DIRECTIONS.
Write down, unchanged, the entries from the first line through the line holding "Expected output: a single point for each instance of the marsh". Include no other line.

# # # # #

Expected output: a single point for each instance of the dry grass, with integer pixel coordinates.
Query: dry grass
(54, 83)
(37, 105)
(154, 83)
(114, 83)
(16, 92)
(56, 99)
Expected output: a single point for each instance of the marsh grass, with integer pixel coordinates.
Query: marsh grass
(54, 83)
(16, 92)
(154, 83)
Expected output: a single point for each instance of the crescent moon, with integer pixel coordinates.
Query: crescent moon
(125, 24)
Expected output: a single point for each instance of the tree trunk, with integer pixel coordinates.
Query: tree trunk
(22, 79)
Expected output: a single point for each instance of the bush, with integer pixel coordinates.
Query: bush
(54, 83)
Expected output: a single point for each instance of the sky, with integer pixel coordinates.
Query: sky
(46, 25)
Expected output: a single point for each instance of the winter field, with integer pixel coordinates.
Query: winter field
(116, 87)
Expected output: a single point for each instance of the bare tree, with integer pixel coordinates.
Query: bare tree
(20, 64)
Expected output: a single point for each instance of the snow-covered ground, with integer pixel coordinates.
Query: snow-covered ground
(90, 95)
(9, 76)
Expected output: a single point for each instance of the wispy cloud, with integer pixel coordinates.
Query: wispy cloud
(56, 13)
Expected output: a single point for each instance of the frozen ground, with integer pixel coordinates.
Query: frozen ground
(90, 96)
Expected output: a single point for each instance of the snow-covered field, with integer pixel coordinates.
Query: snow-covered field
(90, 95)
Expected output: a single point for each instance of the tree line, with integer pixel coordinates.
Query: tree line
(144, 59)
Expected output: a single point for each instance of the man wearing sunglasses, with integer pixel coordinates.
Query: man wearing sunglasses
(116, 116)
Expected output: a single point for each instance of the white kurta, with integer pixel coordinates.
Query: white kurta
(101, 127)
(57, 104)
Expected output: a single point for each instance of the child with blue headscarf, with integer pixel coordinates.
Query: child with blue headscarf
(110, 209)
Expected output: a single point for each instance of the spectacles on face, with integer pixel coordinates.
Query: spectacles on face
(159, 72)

# # # # #

YOUR RESPONSE.
Expected output: a single point for each instance of the dry grass, with integer pixel coordinates.
Query: dry grass
(54, 83)
(37, 105)
(154, 83)
(114, 83)
(16, 92)
(56, 99)
Expected output: a single point for each instance of the marsh grass, with integer pixel coordinates.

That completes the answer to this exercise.